• [DATA FOR REVIEW]:
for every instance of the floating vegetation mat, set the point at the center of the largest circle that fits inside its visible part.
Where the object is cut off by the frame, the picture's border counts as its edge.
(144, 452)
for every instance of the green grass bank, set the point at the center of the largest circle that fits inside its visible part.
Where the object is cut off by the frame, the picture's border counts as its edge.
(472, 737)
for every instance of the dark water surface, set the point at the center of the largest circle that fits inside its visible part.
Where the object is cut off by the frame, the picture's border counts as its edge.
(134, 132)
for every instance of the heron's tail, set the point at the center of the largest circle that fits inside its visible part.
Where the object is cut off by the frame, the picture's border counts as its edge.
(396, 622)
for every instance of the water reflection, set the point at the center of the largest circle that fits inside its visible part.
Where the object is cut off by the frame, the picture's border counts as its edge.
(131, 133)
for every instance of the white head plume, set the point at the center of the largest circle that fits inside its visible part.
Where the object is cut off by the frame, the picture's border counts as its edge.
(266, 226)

• [WHAT THE TASK REQUIRES]: If a line above contains the word "inside", list it.

• [RESPONSE TO THE EXERCISE]:
for every instance of the floating vegetation mat, set the point at the center of the largest circle that fits inside its visible part.
for every instance of the green grass bank, set the point at the center of the largest circle that fits inside its visible part.
for every instance of the dark water surface, set the point at the center of the largest circle that fits inside its visible part.
for every instance of the heron's tail, set the point at the center of the largest circle that fits inside its visible part.
for every instance of the water reflection, set the point at the center of the largest circle that fits inside its visible part.
for every instance of the white head plume, set the point at the center of the largest circle that fits inside its visible part.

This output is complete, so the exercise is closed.